Assignment: As you look over the data below, please find each line where the word "pole" appears, then copy it.

Stored entries:
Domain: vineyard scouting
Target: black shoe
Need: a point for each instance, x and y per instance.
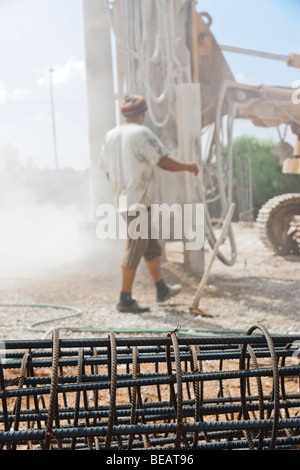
(171, 292)
(132, 307)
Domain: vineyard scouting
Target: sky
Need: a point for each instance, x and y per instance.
(36, 35)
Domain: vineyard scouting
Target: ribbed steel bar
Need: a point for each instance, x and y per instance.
(169, 392)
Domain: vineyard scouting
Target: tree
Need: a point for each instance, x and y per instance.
(267, 177)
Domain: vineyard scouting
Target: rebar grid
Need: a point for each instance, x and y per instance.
(169, 392)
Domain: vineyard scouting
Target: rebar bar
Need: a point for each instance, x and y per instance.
(168, 392)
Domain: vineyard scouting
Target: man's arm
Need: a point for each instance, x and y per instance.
(169, 164)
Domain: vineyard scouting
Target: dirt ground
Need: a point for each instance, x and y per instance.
(260, 288)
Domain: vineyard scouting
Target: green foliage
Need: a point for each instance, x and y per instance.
(267, 177)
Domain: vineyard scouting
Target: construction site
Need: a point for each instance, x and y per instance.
(215, 367)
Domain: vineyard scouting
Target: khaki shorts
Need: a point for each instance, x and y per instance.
(135, 250)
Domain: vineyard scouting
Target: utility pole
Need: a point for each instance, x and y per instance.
(53, 118)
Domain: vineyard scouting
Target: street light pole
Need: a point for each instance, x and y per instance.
(53, 118)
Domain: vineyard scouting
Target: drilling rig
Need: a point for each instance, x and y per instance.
(165, 50)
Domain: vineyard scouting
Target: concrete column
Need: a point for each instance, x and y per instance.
(100, 92)
(189, 134)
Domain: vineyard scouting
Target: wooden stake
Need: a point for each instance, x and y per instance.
(194, 307)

Output below:
Target: utility pole
Target: street light pole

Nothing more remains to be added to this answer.